**WORK TO DO**
Reproduce every one of the lines below word for word, in the same order.

________

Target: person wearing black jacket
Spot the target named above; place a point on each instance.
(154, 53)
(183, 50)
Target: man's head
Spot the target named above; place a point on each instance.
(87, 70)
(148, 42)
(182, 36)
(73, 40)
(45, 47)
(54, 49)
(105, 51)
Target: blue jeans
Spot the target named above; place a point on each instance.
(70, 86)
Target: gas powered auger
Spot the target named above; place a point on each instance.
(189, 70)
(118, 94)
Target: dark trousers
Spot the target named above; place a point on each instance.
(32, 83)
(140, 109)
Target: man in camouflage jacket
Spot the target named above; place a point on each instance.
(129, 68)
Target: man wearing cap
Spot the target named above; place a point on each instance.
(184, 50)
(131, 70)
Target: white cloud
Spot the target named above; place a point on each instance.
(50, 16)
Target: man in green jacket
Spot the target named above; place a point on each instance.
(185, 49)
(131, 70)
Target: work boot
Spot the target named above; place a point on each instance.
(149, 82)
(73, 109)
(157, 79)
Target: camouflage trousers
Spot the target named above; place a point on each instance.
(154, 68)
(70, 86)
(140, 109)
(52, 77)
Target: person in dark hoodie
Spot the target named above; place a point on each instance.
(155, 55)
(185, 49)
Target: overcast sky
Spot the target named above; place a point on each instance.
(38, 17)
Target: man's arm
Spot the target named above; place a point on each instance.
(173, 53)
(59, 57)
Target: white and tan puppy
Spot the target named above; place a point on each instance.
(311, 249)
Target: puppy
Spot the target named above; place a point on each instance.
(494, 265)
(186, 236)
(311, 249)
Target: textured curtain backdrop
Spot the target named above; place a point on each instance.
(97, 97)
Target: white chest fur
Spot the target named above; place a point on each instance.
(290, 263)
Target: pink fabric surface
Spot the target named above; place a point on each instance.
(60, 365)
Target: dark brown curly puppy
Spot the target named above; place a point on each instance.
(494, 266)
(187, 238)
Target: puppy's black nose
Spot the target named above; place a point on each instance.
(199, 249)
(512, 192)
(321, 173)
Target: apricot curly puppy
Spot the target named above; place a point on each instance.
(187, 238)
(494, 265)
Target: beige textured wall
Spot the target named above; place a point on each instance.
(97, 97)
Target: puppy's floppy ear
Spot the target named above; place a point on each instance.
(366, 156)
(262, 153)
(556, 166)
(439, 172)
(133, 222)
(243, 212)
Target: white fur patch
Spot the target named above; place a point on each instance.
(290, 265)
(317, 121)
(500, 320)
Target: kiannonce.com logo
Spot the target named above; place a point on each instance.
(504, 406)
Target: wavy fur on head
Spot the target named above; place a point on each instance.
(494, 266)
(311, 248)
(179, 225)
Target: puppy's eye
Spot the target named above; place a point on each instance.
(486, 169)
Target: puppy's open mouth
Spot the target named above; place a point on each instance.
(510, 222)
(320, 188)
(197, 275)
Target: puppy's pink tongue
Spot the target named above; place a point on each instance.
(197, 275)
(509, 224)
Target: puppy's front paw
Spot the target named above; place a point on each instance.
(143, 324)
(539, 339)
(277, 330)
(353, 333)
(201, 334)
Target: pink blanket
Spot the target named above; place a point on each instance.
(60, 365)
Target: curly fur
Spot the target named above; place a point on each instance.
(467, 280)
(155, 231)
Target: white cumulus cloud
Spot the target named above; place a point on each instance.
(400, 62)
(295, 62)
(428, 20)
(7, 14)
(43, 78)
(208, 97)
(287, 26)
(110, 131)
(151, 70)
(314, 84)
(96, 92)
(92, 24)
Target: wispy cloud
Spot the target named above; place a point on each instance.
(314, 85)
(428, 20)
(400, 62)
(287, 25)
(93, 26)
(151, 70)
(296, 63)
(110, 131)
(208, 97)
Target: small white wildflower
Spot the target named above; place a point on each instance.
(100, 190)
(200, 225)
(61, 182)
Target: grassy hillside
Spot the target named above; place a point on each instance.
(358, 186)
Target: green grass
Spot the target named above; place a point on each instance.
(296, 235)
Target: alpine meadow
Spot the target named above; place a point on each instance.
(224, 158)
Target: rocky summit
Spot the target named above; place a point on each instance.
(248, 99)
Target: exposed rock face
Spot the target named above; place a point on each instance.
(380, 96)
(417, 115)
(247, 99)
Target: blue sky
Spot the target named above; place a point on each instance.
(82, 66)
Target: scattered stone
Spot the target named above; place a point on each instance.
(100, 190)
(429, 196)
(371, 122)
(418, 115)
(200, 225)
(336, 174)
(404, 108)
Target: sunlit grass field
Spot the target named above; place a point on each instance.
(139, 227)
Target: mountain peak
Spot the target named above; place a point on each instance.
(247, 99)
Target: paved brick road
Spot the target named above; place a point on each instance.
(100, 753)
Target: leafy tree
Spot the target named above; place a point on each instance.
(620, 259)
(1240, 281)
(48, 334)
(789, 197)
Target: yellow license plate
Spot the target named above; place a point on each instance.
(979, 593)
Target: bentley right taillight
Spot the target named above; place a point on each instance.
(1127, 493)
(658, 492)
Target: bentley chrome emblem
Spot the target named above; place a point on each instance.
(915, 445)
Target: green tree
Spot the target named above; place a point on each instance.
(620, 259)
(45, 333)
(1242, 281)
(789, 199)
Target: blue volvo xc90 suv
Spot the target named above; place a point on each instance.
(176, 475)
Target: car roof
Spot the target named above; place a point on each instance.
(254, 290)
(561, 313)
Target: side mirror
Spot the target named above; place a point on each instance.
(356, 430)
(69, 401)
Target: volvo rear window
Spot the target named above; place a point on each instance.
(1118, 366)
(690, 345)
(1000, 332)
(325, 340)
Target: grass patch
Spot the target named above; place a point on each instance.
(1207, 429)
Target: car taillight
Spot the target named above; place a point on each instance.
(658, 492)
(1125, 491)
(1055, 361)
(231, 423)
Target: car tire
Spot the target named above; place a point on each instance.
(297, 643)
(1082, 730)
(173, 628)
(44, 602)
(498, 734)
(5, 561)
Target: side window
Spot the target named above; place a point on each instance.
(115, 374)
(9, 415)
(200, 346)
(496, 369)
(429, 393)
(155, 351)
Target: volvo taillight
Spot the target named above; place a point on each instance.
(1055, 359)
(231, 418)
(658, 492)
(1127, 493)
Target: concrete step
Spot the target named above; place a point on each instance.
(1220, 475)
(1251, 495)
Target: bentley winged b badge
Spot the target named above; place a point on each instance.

________

**SOLUTION**
Target: person wearing black jacket
Spot the target named above; place a point on each instance.
(154, 53)
(183, 50)
Target: man's head
Spot the target named above; place a point on each instance.
(87, 70)
(148, 42)
(182, 36)
(73, 40)
(45, 47)
(54, 49)
(105, 51)
Target: blue jeans
Spot the target named above; place a point on each instance.
(70, 86)
Target: gas powered auger
Spot the target named above; place a point on each instance.
(189, 70)
(118, 94)
Target: dark trousers
Spot the target named above; place a point on each instance.
(32, 83)
(140, 109)
Target: man in camouflage jacket
Spot the target named above; place a point on each instance.
(129, 68)
Target: man wearing cap
Spot the target named above; place a point on each instance.
(184, 50)
(131, 70)
Target: white cloud
Spot the target named above; place a point on each instance.
(50, 16)
Target: man in green jacket
Spot the target named above; place a point on each instance.
(185, 49)
(131, 70)
Target: work boot
Spot the target named above; place a point on each instance.
(149, 82)
(73, 109)
(157, 79)
Target: camouflage trousers
Spot the target named above; place a point on each instance.
(154, 68)
(70, 86)
(140, 109)
(52, 77)
Target: person in dark hoodie
Spot the target named above; place a point on each instance.
(155, 55)
(185, 49)
Target: overcast sky
Spot the target named above; place a point on each instance.
(38, 17)
Target: man's arm
Spot the target named above; place a point on each instance.
(173, 53)
(59, 57)
Target: white and tan puppy
Spot the target named above; place a point on each instance.
(311, 249)
Target: puppy
Spot the target named above; place a point on each instance.
(494, 265)
(186, 236)
(311, 249)
Target: textured curtain backdrop
Spot the target named above; place a point on each instance.
(97, 97)
Target: white chest fur
Spot the target named above; place a point on each instance.
(290, 263)
Target: pink fabric surface
Spot the target named above; place a point on each instance.
(60, 365)
Target: dark brown curly puppy
Spot the target named above; place a point on each instance.
(494, 266)
(187, 238)
Target: puppy's black nose
Spot the target named above; place a point on each instance.
(199, 249)
(512, 192)
(321, 173)
Target: apricot curly puppy
Spot the target named above; place a point on each instance.
(187, 238)
(494, 265)
Target: beige textured wall
Spot the target named above; place a point on each instance.
(97, 97)
Target: puppy's floppy ear
Spot the target named above; place a point on each instance.
(366, 156)
(262, 153)
(556, 166)
(439, 172)
(133, 222)
(243, 212)
Target: white fur patch
Spot the target named above; place a point on each instance.
(290, 265)
(317, 121)
(500, 320)
Target: kiannonce.com logo
Spot the target named above; place a point on each instance.
(504, 406)
Target: wavy fur on head
Spot the target named above; place a point on each instance.
(494, 266)
(311, 248)
(179, 225)
Target: puppy's eye
Spot the target named above; place a point on each instance.
(486, 169)
Target: puppy's open mouth
Spot the target named above; place a point on each instance.
(510, 222)
(320, 188)
(197, 275)
Target: puppy's pink tongue
Spot the target named above; place a point on each instance.
(197, 275)
(509, 224)
Target: puppy's front paw
Spot the target named above; place a point on each instance.
(143, 324)
(539, 339)
(277, 330)
(353, 333)
(201, 334)
Target: pink blanket
Spot the target named above; place a point on each instance.
(60, 365)
Target: curly fur
Spot the target named above; place a point on each instance.
(467, 280)
(155, 231)
Target: white cumulus cloud
Spot the target named above; place a point on each instance.
(400, 62)
(295, 62)
(428, 20)
(7, 14)
(43, 78)
(208, 97)
(287, 26)
(110, 131)
(151, 70)
(314, 84)
(96, 92)
(92, 24)
Target: wispy cloud
Spot the target named above; place a point on each instance.
(314, 85)
(428, 20)
(400, 62)
(287, 25)
(93, 26)
(151, 70)
(296, 63)
(110, 131)
(208, 97)
Target: small white wildflower
Spot the target named above; place a point on each instance.
(100, 190)
(200, 225)
(61, 182)
Target: grassy hillside
Spot the target named above; place a point on each instance.
(358, 186)
Target: green grass
Spot the target named above; place a point on each instance.
(296, 235)
Target: alpine meadow
Spot the target named above; place a point on each instance.
(224, 158)
Target: rocky summit
Spot the target named above; place a point on each instance.
(248, 99)
Target: exposed rock face
Spot the target named above; place a point on each instance.
(380, 96)
(417, 115)
(247, 99)
Target: blue sky
Spot the target named above; place a point on each instance.
(82, 66)
Target: scattered stone
Spot the target named above; place a point on each instance.
(100, 190)
(429, 196)
(371, 122)
(418, 115)
(200, 225)
(336, 174)
(404, 108)
Target: sunlit grass field
Spot the target named above; place a point on each instance.
(139, 227)
Target: mountain peak
Spot the target named above; place a point on each instance.
(247, 99)
Target: paved brick road
Spot the target named above; place a point on each instance.
(100, 753)
Target: leafy tree
Spot the target named above; place a point on each instance.
(620, 259)
(1240, 281)
(48, 334)
(789, 197)
Target: yellow license plate
Spot the target named above; place a point on each instance.
(979, 593)
Target: bentley right taillight
Spot the target named above; place a point on each instance.
(1127, 493)
(658, 492)
Target: bentley chrome emblem
Spot the target named above; place a point on each instance.
(915, 445)
Target: green tree
Spot the target named above; place a point on each instance.
(620, 259)
(45, 333)
(1242, 281)
(789, 199)
Target: blue volvo xc90 suv
Spot the target named above; place a point on each instance.
(176, 475)
Target: car roof
Spot the target named above; place a point on each instance.
(254, 290)
(561, 313)
Target: side mirror
Spot the target named above; place a point on each instance.
(356, 430)
(69, 401)
Target: volvo rear window
Spot the target named above; place a point on each instance.
(1118, 366)
(690, 345)
(1000, 332)
(325, 340)
Target: grass patch
Spot the target named above; place a point on each instance.
(1207, 429)
Target: car taillight
Spot the target named above; place a point on each instance.
(658, 492)
(1125, 491)
(1055, 361)
(231, 423)
Target: car tire
Spot the target named above; place a point on each instance.
(297, 643)
(1082, 730)
(173, 628)
(44, 602)
(498, 734)
(5, 561)
Target: side window
Spot the target named above; place a point on each instance.
(115, 374)
(9, 415)
(200, 346)
(496, 369)
(429, 393)
(155, 351)
Target: volvo taillight
Spot the target named above; place a point on each instance.
(1055, 359)
(231, 418)
(658, 492)
(1127, 493)
Target: concrete step
Spot the target named above; place a point on each instance.
(1220, 475)
(1251, 495)
Target: bentley winged b badge
Spot the target named above; place a point on each instance.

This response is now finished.